═══ Source text
Roxy Music singer/jealous-guy Bryan Ferry's ambition was to emulate the Velvet Underground's White Light/White Heat, saying he wanted to complete an album in a single afternoon. The VU's Lou Reed recorded an ambient album, Metal Machine Music, the liner notes of which insinuated that it was influenced by the effects of methamphetamine. Instead of crank, Clay used cigarettes and Eno used art. Art is less dangerous than drugs, which is why people get into it, but less successful when it comes to resolving the mind-body dialectic, which itself isn't a problem, of course, when you're confined to bed all day. Although if you're in a hospital when that happens, you can just buzz the nurse and get whatever pills or injections you want. Shitting yourself with diarrhea? Get heroin. Constipated? Start tweaking hard. Insomniac from tweaking too much? Get one of these albums.

You won't sleep, not least because all that dopamine activity won't let you, and because except for the trancey Thursday Afternoon, they aren't actually that static, at least not as much as Ferry's later solo work, which had more of an emotional impact, if only for the unease caused by watching formerly hyperactive pop-art surrealists retreat into a Kaczynski/Huysmans netherworld transmitting fewer and fewer ominous drone chords, which lasted for longer and longer durations.

You might break the CD player by trying to put something else on when you forget that Music for Films is already playing. It isn't that bad—more like side two of Bowie's "Heroes," except less murky and less Eurodisco. There are even some obtrusive moments: "Sparrowfall (3)" would work in a purgative-shower scene in a docudrama about roofies, and "M386" is still waiting for Afrika Bambaataa to discover its electro riff. On their way from turning the Talking Heads from Jonathan Richman into Spyro Gyra, David Byrne and Eno made My Life in the Bush of Ghosts, cited as innovative by Public Enemy producers the Bomb Squad, among others. What will happen when the crate-diggers discover Eno's old band? (Well, Ice-T did sample "Amazona.") Overall, Music for Films is like the spooky intro to Roxy Music songs such as "Strictly Confidential" or "Ladytron," except not as good.
══════
═══ Listed records
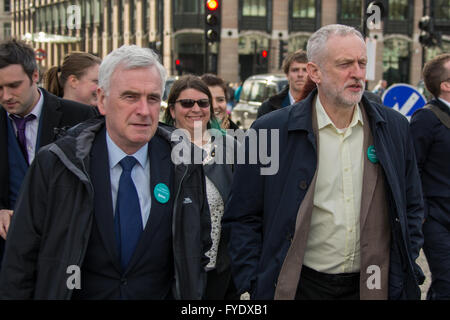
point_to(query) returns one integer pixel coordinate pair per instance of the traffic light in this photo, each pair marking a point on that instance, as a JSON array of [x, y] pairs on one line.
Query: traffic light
[[262, 57], [283, 51], [178, 66], [428, 36], [212, 21]]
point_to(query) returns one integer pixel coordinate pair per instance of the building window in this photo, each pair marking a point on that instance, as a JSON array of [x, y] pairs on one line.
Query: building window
[[6, 30], [254, 8], [62, 15], [303, 9], [350, 9], [133, 16], [398, 10]]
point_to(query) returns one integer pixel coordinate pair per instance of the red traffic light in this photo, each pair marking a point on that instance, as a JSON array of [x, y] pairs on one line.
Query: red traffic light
[[212, 5]]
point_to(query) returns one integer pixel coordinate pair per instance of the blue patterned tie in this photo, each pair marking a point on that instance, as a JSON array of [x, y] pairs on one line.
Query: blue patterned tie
[[21, 124], [127, 220]]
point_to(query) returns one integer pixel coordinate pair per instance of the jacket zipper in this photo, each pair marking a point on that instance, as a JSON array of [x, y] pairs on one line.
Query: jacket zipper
[[177, 284]]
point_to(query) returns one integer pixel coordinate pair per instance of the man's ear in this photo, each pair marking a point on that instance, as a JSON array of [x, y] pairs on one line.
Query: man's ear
[[445, 86], [314, 72], [101, 96], [35, 77]]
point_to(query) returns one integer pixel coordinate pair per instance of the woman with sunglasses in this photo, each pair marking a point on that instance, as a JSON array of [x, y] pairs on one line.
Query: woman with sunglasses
[[190, 107]]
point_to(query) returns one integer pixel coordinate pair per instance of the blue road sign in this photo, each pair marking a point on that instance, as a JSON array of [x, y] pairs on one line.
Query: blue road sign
[[404, 98]]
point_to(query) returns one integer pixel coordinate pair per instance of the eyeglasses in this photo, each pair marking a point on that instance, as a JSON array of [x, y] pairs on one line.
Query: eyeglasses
[[189, 103]]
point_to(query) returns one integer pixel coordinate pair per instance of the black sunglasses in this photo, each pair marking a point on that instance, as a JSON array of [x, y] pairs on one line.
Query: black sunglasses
[[189, 103]]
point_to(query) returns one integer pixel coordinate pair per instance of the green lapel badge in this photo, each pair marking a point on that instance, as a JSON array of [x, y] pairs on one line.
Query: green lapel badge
[[372, 154]]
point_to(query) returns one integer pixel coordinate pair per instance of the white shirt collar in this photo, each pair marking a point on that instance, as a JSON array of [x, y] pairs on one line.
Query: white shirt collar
[[291, 98], [116, 154], [445, 102], [37, 109]]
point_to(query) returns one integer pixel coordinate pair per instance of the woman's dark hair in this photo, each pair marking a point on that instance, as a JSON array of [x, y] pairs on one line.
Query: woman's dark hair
[[212, 80], [75, 63], [186, 82]]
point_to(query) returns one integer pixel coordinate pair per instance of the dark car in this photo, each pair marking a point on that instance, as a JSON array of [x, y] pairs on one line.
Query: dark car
[[255, 90]]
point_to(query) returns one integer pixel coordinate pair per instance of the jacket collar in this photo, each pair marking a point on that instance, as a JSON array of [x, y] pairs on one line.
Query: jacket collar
[[440, 105], [301, 113]]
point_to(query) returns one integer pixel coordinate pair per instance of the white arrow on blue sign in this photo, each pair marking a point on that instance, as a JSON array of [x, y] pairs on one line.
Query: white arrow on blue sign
[[404, 98]]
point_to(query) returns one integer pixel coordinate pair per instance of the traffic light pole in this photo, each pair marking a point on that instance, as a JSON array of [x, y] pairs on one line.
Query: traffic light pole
[[206, 58]]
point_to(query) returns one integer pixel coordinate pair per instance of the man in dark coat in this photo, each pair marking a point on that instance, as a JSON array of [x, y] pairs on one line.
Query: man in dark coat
[[341, 219], [28, 118], [104, 212], [294, 66], [430, 128]]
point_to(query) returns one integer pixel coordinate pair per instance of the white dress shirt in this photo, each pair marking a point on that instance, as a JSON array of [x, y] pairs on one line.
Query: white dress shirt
[[31, 127], [140, 175]]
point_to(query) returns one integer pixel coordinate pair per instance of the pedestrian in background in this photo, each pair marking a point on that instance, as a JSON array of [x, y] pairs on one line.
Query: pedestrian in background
[[430, 128], [76, 79], [190, 107], [294, 66], [28, 118], [346, 201], [107, 199], [219, 94]]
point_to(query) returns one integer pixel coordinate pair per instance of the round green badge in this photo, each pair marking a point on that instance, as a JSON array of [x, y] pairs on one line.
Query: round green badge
[[162, 193], [372, 154]]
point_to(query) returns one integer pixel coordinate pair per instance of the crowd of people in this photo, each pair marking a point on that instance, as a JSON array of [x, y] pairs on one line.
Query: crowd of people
[[358, 193]]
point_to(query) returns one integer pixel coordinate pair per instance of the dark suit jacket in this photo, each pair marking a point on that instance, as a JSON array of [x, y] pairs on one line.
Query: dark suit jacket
[[432, 146], [56, 113], [150, 271]]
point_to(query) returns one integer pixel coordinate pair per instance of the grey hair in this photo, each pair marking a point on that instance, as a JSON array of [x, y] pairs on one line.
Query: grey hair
[[129, 57], [316, 43]]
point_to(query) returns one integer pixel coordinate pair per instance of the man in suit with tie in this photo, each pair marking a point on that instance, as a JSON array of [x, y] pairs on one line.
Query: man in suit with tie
[[28, 118], [430, 127], [106, 203], [294, 66]]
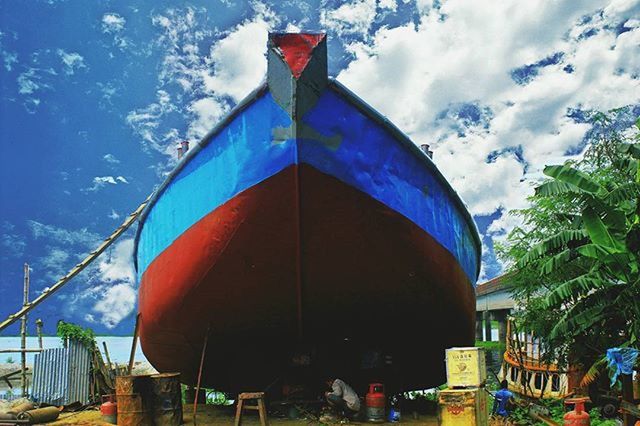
══════
__Assignment A__
Write out the passage of the album review starting with "You won't sleep, not" and going on through "and longer durations.".
__Assignment B__
Continue the album review from its last sentence.
The records were gathered separately and have no connection to the album review.

__Response box A__
You won't sleep, not least because all that dopamine activity won't let you, and because except for the trancey Thursday Afternoon, they aren't actually that static, at least not as much as Ferry's later solo work, which had more of an emotional impact, if only for the unease caused by watching formerly hyperactive pop-art surrealists retreat into a Kaczynski/Huysmans netherworld transmitting fewer and fewer ominous drone chords, which lasted for longer and longer durations.

__Response box B__
Apollo (not often mistaken for Live at the Apollo) has, like Led Zeppelin III, a first half of noises and a second half of Sheryl Crow guitar music, like "Deep Blue Day," from the Trainspotting scene when the guy dives into the toilet to retrieve some heroin and goes on an underwater journey. (That film was at least watchable, unlike Velvet Goldmine, where Eno's pop songs went, and weren't enough to save it.) Eno (and Ferry) did alt-country better than anyone—Roxy's "If There Is Something" (not to mention "Prairie Rose") made Wilco unnecessary decades before the oblique, strategic Being There emerged as the American Joshua Tree, if not the stateside Ultravox!

From Thursday Afternoon's liner notes by C.S.J. Bofop (which sounds more like an anagram than a real name): "Perhaps, then, they should be seen as more closely related to painting than any traditional notion of music." Kind of says it all, really. So if you've got a painting on your wall, then crank this up and you'll have two! Or better yet, just look out the window. A scary thought: If people were as disengaged with what's outside their own windows as Eno wants them to be with his music, we'd be living in a less-than-perfect world!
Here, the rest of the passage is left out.